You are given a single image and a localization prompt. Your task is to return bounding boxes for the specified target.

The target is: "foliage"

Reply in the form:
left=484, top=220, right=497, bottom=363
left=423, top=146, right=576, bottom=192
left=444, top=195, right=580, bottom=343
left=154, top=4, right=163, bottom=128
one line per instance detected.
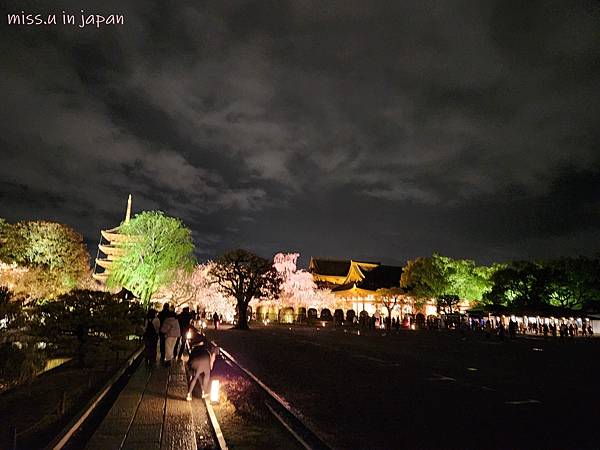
left=271, top=253, right=338, bottom=311
left=436, top=294, right=460, bottom=314
left=152, top=261, right=236, bottom=320
left=0, top=286, right=22, bottom=330
left=107, top=211, right=194, bottom=303
left=0, top=342, right=46, bottom=383
left=31, top=290, right=144, bottom=362
left=544, top=256, right=600, bottom=308
left=209, top=249, right=282, bottom=329
left=485, top=257, right=600, bottom=308
left=400, top=253, right=497, bottom=300
left=0, top=221, right=89, bottom=298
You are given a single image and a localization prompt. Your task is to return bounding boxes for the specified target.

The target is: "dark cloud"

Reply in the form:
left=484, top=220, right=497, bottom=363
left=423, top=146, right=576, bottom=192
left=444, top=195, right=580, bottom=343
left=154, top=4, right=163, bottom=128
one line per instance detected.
left=0, top=0, right=600, bottom=263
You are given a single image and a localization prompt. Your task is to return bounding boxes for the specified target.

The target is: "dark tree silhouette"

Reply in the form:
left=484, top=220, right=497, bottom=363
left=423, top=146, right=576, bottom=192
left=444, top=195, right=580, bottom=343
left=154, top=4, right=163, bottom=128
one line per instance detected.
left=211, top=249, right=281, bottom=330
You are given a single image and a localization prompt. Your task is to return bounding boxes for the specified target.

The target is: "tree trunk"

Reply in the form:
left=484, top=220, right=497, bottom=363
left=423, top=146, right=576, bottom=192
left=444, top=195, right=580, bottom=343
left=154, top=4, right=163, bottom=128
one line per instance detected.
left=235, top=301, right=249, bottom=330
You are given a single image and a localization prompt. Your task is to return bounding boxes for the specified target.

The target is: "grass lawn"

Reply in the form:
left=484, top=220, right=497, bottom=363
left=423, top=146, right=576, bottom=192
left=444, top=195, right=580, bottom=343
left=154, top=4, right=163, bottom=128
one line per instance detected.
left=209, top=325, right=600, bottom=449
left=0, top=341, right=137, bottom=449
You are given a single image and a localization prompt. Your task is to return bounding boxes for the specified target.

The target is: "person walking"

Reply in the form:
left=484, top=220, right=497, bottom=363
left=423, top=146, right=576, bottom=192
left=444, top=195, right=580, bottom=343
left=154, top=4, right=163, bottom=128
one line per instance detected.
left=143, top=308, right=160, bottom=367
left=160, top=311, right=181, bottom=367
left=173, top=306, right=193, bottom=359
left=158, top=303, right=171, bottom=364
left=185, top=345, right=218, bottom=402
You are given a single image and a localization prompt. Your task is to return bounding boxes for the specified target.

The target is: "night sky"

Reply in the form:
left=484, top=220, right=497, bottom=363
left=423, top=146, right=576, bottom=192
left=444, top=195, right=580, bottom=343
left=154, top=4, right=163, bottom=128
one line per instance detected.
left=0, top=0, right=600, bottom=264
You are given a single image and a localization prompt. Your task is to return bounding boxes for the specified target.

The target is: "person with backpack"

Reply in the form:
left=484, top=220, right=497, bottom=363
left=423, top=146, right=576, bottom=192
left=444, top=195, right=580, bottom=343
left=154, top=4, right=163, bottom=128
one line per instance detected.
left=160, top=311, right=181, bottom=367
left=174, top=306, right=194, bottom=359
left=185, top=343, right=219, bottom=402
left=143, top=308, right=160, bottom=367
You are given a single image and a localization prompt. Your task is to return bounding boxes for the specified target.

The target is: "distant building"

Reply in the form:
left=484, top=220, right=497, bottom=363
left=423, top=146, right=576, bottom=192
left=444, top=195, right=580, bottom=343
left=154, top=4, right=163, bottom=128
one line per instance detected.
left=308, top=257, right=412, bottom=317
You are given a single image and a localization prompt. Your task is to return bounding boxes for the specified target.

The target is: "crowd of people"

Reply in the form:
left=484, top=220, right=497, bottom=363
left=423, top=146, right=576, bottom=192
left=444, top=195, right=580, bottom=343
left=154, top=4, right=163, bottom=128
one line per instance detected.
left=143, top=303, right=220, bottom=401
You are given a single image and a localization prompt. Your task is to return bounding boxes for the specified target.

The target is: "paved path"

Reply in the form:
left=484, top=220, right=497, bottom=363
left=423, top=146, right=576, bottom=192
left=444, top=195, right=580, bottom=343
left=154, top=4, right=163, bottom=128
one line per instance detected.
left=86, top=362, right=217, bottom=450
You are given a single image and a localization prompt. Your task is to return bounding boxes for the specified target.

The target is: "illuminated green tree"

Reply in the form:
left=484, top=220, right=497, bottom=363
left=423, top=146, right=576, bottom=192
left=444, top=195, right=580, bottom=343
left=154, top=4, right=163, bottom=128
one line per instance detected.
left=107, top=211, right=195, bottom=303
left=400, top=253, right=497, bottom=309
left=0, top=220, right=89, bottom=297
left=484, top=261, right=551, bottom=306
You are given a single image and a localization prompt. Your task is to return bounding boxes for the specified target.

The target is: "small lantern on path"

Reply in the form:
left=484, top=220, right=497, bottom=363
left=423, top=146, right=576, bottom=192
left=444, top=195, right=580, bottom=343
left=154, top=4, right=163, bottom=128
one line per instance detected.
left=210, top=380, right=220, bottom=403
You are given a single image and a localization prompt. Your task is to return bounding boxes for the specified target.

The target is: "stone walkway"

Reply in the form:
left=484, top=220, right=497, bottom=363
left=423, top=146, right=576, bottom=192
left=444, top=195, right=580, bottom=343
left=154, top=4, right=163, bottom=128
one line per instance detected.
left=86, top=362, right=218, bottom=450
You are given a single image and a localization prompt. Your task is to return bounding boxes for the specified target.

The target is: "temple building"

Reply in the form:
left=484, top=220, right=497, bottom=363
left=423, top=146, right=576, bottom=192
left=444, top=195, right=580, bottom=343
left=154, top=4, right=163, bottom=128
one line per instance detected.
left=308, top=257, right=412, bottom=316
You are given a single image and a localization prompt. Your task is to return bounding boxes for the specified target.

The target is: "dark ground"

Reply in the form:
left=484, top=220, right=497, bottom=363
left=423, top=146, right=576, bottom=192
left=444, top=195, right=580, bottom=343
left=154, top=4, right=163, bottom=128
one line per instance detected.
left=209, top=325, right=600, bottom=450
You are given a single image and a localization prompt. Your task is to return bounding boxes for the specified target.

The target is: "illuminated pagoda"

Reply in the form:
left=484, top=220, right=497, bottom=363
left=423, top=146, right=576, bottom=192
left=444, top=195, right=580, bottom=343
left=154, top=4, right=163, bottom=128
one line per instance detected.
left=92, top=194, right=131, bottom=284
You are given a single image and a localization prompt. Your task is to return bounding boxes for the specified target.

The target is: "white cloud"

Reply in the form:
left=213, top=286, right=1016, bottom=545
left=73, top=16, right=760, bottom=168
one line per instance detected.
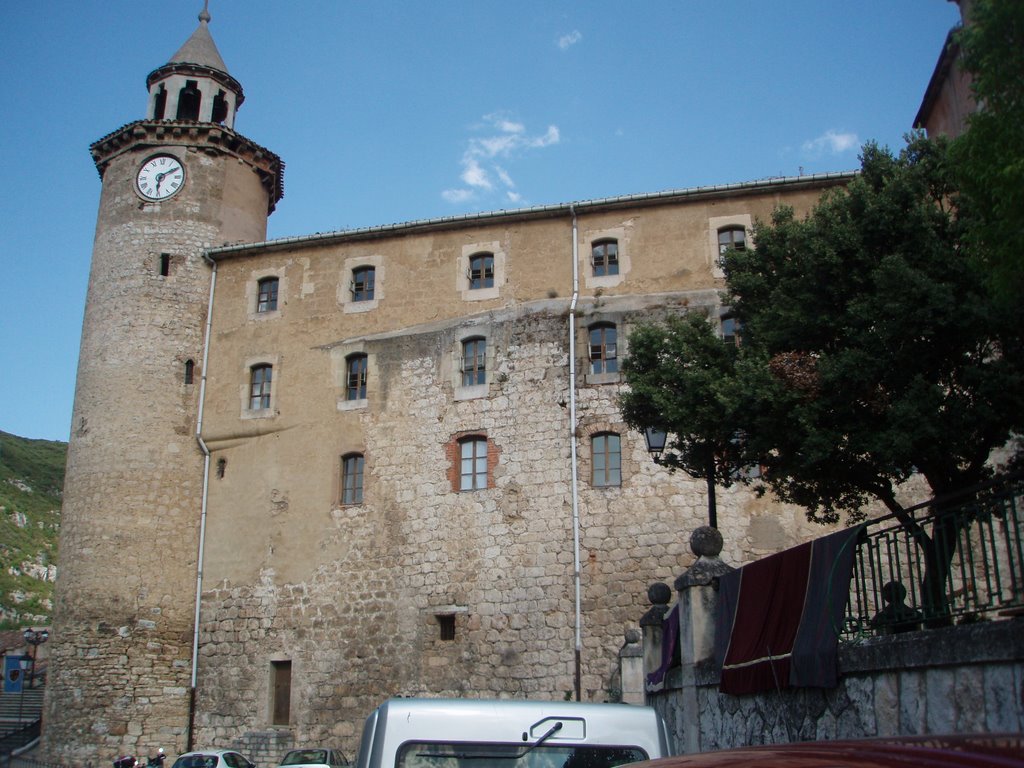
left=558, top=30, right=583, bottom=50
left=441, top=113, right=561, bottom=204
left=801, top=130, right=860, bottom=158
left=441, top=189, right=473, bottom=204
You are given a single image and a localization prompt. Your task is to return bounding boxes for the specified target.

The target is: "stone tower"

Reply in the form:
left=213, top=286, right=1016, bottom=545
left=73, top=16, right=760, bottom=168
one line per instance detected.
left=43, top=8, right=284, bottom=764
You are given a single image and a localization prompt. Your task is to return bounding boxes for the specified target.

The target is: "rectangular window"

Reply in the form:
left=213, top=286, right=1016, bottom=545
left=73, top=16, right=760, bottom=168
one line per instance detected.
left=260, top=278, right=278, bottom=312
left=345, top=354, right=367, bottom=400
left=718, top=226, right=746, bottom=267
left=352, top=266, right=376, bottom=301
left=590, top=432, right=623, bottom=487
left=590, top=240, right=618, bottom=278
left=459, top=437, right=487, bottom=490
left=249, top=366, right=273, bottom=411
left=437, top=613, right=455, bottom=640
left=590, top=323, right=618, bottom=374
left=462, top=338, right=487, bottom=387
left=469, top=253, right=495, bottom=290
left=270, top=662, right=292, bottom=725
left=341, top=454, right=364, bottom=504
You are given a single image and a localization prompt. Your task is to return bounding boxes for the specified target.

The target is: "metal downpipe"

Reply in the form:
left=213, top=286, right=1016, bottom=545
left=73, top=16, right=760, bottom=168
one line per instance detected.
left=568, top=205, right=583, bottom=701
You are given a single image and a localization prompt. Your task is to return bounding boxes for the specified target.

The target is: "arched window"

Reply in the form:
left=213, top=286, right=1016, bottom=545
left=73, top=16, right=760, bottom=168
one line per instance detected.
left=260, top=278, right=281, bottom=312
left=249, top=365, right=273, bottom=411
left=459, top=435, right=487, bottom=490
left=590, top=239, right=618, bottom=278
left=590, top=323, right=618, bottom=374
left=351, top=266, right=377, bottom=301
left=590, top=432, right=623, bottom=487
left=345, top=354, right=367, bottom=400
left=341, top=454, right=365, bottom=504
left=468, top=253, right=495, bottom=290
left=153, top=83, right=167, bottom=120
left=462, top=336, right=487, bottom=387
left=178, top=80, right=203, bottom=120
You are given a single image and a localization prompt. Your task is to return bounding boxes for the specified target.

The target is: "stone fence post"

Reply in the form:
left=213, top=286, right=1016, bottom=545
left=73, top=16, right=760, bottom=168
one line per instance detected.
left=675, top=525, right=733, bottom=754
left=640, top=582, right=672, bottom=686
left=618, top=629, right=646, bottom=705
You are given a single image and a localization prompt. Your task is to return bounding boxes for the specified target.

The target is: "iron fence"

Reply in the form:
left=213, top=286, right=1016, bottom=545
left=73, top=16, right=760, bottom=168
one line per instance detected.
left=840, top=478, right=1024, bottom=640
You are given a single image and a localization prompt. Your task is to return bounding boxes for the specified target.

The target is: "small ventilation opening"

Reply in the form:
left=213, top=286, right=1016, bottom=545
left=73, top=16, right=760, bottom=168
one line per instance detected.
left=178, top=80, right=203, bottom=120
left=153, top=85, right=167, bottom=120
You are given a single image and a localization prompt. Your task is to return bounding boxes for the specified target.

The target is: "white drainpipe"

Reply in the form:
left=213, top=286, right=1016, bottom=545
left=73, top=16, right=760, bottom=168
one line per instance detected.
left=188, top=254, right=217, bottom=750
left=569, top=205, right=583, bottom=701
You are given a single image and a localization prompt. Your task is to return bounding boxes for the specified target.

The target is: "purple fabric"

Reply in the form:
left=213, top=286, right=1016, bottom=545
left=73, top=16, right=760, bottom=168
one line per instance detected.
left=716, top=526, right=862, bottom=694
left=647, top=603, right=679, bottom=692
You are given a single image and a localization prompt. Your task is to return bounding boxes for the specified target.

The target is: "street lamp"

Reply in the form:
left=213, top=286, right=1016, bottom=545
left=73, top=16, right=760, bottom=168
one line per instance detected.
left=643, top=427, right=718, bottom=528
left=643, top=427, right=669, bottom=464
left=22, top=627, right=50, bottom=688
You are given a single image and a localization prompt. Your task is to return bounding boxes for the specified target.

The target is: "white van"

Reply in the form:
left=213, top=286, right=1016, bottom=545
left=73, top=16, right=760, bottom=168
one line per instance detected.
left=355, top=698, right=671, bottom=768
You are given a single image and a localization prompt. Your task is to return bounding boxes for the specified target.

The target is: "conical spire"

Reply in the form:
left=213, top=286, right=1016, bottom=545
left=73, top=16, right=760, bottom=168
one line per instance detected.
left=168, top=0, right=227, bottom=74
left=145, top=0, right=245, bottom=130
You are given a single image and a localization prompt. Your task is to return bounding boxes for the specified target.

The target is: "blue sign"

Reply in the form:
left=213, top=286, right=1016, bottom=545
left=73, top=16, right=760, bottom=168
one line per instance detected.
left=3, top=654, right=25, bottom=693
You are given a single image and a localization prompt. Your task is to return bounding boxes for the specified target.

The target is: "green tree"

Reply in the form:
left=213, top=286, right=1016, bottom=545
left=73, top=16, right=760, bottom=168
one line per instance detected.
left=618, top=312, right=740, bottom=527
left=624, top=136, right=1024, bottom=622
left=953, top=0, right=1024, bottom=301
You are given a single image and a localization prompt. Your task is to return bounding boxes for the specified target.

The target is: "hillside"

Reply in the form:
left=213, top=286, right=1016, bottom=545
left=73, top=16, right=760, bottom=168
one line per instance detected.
left=0, top=432, right=68, bottom=629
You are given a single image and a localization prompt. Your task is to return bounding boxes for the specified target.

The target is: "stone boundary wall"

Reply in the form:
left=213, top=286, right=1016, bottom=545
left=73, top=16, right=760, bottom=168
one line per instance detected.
left=647, top=593, right=1024, bottom=754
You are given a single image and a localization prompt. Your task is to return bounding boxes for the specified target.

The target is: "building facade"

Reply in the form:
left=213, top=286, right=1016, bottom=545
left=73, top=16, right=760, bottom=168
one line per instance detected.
left=44, top=11, right=849, bottom=762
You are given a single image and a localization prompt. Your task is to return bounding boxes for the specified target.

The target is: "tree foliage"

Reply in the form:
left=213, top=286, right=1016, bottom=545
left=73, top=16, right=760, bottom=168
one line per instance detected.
left=953, top=0, right=1024, bottom=301
left=620, top=312, right=741, bottom=487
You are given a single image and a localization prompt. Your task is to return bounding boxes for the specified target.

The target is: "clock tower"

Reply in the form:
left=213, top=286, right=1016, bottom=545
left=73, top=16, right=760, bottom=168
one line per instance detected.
left=43, top=8, right=284, bottom=764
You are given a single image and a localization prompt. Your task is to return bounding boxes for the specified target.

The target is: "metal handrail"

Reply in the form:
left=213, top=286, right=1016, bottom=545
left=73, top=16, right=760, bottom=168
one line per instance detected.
left=840, top=478, right=1024, bottom=640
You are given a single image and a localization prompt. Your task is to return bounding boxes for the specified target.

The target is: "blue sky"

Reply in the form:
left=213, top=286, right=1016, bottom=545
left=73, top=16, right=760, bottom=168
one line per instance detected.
left=0, top=0, right=959, bottom=440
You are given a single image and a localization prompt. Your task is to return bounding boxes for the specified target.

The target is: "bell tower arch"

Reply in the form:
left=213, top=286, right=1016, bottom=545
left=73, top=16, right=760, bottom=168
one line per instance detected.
left=43, top=7, right=284, bottom=764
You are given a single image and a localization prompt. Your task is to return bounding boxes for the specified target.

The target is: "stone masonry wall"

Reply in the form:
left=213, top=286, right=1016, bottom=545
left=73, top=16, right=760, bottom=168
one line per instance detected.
left=648, top=602, right=1024, bottom=752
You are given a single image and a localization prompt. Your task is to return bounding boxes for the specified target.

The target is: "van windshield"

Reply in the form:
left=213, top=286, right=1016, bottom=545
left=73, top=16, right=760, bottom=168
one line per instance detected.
left=395, top=741, right=647, bottom=768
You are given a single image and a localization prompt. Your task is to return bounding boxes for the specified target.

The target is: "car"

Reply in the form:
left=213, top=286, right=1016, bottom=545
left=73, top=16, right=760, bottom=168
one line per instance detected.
left=629, top=733, right=1024, bottom=768
left=171, top=750, right=256, bottom=768
left=355, top=698, right=672, bottom=768
left=281, top=746, right=349, bottom=768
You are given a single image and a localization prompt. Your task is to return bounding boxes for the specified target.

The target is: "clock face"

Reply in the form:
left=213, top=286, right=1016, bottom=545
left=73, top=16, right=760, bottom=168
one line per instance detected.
left=135, top=155, right=185, bottom=200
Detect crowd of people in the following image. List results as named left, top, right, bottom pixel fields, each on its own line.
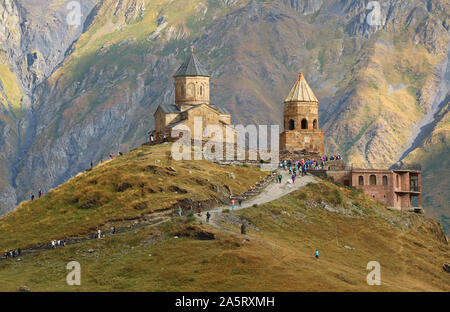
left=277, top=154, right=342, bottom=178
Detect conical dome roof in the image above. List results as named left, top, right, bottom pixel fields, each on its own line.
left=174, top=48, right=210, bottom=77
left=284, top=73, right=319, bottom=102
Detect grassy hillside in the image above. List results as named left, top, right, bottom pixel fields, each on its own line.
left=0, top=144, right=267, bottom=250
left=405, top=100, right=450, bottom=233
left=0, top=178, right=450, bottom=291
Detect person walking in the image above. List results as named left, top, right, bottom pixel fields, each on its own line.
left=241, top=223, right=247, bottom=235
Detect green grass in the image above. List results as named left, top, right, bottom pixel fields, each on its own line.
left=0, top=182, right=450, bottom=291
left=0, top=144, right=267, bottom=250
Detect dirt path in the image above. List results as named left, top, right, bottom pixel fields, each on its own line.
left=195, top=170, right=317, bottom=231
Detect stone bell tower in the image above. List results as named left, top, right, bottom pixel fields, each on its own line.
left=280, top=73, right=324, bottom=155
left=173, top=47, right=210, bottom=111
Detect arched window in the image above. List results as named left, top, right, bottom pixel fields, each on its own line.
left=289, top=119, right=295, bottom=130
left=302, top=118, right=308, bottom=129
left=186, top=83, right=195, bottom=98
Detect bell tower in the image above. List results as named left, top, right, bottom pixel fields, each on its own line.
left=280, top=73, right=324, bottom=155
left=173, top=47, right=210, bottom=111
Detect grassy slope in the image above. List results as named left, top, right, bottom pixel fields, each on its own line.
left=0, top=145, right=266, bottom=250
left=0, top=182, right=450, bottom=291
left=405, top=103, right=450, bottom=233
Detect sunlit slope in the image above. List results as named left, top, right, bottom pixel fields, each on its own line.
left=0, top=182, right=450, bottom=291
left=0, top=144, right=267, bottom=250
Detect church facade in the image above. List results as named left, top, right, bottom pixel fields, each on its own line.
left=280, top=73, right=324, bottom=156
left=153, top=49, right=235, bottom=142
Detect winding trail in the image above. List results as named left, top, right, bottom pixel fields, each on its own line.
left=0, top=170, right=317, bottom=260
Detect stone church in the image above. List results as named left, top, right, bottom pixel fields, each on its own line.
left=153, top=48, right=235, bottom=142
left=280, top=73, right=324, bottom=156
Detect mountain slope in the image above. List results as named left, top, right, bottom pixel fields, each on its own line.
left=0, top=0, right=449, bottom=234
left=0, top=148, right=450, bottom=291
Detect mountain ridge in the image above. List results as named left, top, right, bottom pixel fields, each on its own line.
left=0, top=0, right=449, bottom=234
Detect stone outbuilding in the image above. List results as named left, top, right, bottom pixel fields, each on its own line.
left=280, top=73, right=324, bottom=155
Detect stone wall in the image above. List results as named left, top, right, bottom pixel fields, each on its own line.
left=280, top=130, right=324, bottom=155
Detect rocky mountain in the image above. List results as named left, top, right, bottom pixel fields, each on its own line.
left=0, top=0, right=450, bottom=229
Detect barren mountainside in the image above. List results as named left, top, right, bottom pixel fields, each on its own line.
left=0, top=0, right=450, bottom=232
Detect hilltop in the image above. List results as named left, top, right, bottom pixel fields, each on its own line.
left=0, top=144, right=450, bottom=291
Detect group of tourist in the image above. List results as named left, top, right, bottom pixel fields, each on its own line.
left=322, top=154, right=342, bottom=162
left=5, top=248, right=22, bottom=259
left=278, top=159, right=316, bottom=178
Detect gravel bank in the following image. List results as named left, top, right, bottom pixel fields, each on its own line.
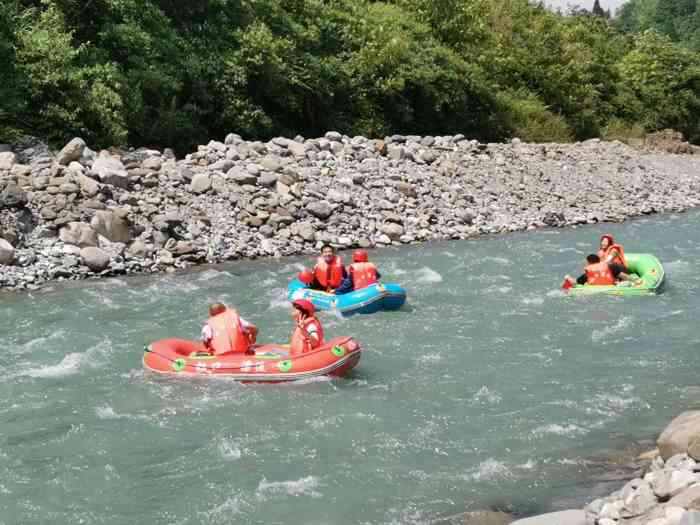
left=0, top=132, right=700, bottom=289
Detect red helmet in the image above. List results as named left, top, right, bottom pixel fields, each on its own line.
left=292, top=299, right=316, bottom=315
left=298, top=270, right=314, bottom=284
left=352, top=250, right=369, bottom=262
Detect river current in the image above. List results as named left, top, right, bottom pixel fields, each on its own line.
left=0, top=213, right=700, bottom=525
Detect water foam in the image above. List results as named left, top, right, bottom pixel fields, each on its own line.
left=24, top=352, right=87, bottom=378
left=257, top=476, right=321, bottom=499
left=416, top=266, right=442, bottom=283
left=472, top=385, right=503, bottom=405
left=462, top=458, right=513, bottom=481
left=217, top=438, right=243, bottom=460
left=591, top=315, right=632, bottom=343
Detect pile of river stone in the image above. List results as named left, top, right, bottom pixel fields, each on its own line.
left=0, top=132, right=700, bottom=289
left=464, top=411, right=700, bottom=525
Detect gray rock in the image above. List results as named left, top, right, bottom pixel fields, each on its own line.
left=306, top=201, right=333, bottom=220
left=0, top=182, right=27, bottom=210
left=287, top=142, right=306, bottom=158
left=190, top=173, right=211, bottom=194
left=0, top=238, right=15, bottom=266
left=667, top=485, right=700, bottom=511
left=90, top=151, right=131, bottom=189
left=512, top=510, right=589, bottom=525
left=58, top=222, right=99, bottom=248
left=379, top=222, right=404, bottom=241
left=656, top=410, right=700, bottom=460
left=651, top=470, right=700, bottom=499
left=260, top=155, right=282, bottom=173
left=227, top=168, right=258, bottom=186
left=0, top=151, right=17, bottom=171
left=258, top=172, right=277, bottom=188
left=56, top=137, right=85, bottom=166
left=80, top=247, right=110, bottom=272
left=290, top=221, right=316, bottom=241
left=90, top=211, right=131, bottom=243
left=678, top=510, right=700, bottom=525
left=620, top=483, right=656, bottom=518
left=141, top=157, right=163, bottom=171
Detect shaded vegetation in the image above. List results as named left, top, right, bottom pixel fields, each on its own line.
left=0, top=0, right=700, bottom=152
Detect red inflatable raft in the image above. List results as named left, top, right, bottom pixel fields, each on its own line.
left=143, top=337, right=362, bottom=383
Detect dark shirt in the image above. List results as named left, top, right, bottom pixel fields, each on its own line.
left=335, top=272, right=382, bottom=295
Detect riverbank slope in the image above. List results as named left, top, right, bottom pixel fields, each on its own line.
left=0, top=132, right=700, bottom=289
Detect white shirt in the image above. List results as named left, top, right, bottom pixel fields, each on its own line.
left=202, top=317, right=250, bottom=341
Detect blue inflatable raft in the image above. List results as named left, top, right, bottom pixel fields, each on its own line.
left=287, top=279, right=406, bottom=315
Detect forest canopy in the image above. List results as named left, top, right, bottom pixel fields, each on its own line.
left=0, top=0, right=700, bottom=152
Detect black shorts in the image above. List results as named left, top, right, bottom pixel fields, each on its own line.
left=608, top=263, right=629, bottom=279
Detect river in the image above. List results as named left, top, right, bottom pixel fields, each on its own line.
left=0, top=212, right=700, bottom=525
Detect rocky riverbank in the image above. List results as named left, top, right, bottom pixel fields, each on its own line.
left=464, top=411, right=700, bottom=525
left=0, top=132, right=700, bottom=289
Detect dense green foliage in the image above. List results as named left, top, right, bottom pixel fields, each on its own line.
left=0, top=0, right=700, bottom=151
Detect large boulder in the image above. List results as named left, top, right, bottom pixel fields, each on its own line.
left=80, top=247, right=109, bottom=272
left=190, top=173, right=211, bottom=194
left=0, top=182, right=27, bottom=209
left=56, top=137, right=85, bottom=166
left=656, top=410, right=700, bottom=460
left=78, top=174, right=100, bottom=197
left=0, top=239, right=15, bottom=265
left=90, top=210, right=131, bottom=243
left=58, top=222, right=99, bottom=248
left=91, top=151, right=131, bottom=189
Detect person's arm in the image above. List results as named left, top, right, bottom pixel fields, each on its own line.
left=202, top=324, right=214, bottom=351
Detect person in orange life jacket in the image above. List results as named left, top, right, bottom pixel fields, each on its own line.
left=202, top=303, right=258, bottom=355
left=564, top=253, right=630, bottom=286
left=598, top=234, right=629, bottom=273
left=289, top=299, right=323, bottom=355
left=335, top=250, right=381, bottom=295
left=311, top=244, right=347, bottom=293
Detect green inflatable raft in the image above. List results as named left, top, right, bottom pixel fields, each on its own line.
left=568, top=253, right=665, bottom=296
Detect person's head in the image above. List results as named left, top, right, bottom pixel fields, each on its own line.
left=321, top=243, right=335, bottom=263
left=292, top=299, right=316, bottom=321
left=298, top=268, right=314, bottom=285
left=352, top=250, right=369, bottom=262
left=209, top=303, right=226, bottom=317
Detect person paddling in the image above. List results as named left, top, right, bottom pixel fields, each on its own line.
left=311, top=244, right=347, bottom=293
left=335, top=250, right=381, bottom=295
left=562, top=253, right=632, bottom=290
left=598, top=233, right=629, bottom=273
left=202, top=303, right=258, bottom=355
left=289, top=299, right=323, bottom=355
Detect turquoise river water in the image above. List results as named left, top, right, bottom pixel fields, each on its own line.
left=0, top=213, right=700, bottom=525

※

● EXERCISE BRIEF: Rewrite the entries above from their start through the line with "left=0, top=221, right=89, bottom=298", changing "foliage" to "leaves" and keeping everything else the same. Omit the pictures from your answer.

● FINISHED EXERCISE:
You are given a single image and a localization prompt. Your task is to return bounding boxes for the specified target.

The target is: "leaves"

Reply in the form:
left=484, top=220, right=497, bottom=363
left=423, top=146, right=576, bottom=192
left=444, top=195, right=580, bottom=343
left=154, top=4, right=163, bottom=128
one line per instance detected.
left=271, top=253, right=338, bottom=311
left=436, top=294, right=460, bottom=314
left=152, top=261, right=236, bottom=320
left=0, top=286, right=22, bottom=330
left=107, top=211, right=194, bottom=303
left=0, top=342, right=46, bottom=383
left=31, top=290, right=144, bottom=362
left=544, top=256, right=600, bottom=308
left=209, top=249, right=282, bottom=329
left=485, top=257, right=600, bottom=308
left=400, top=253, right=497, bottom=300
left=0, top=221, right=89, bottom=298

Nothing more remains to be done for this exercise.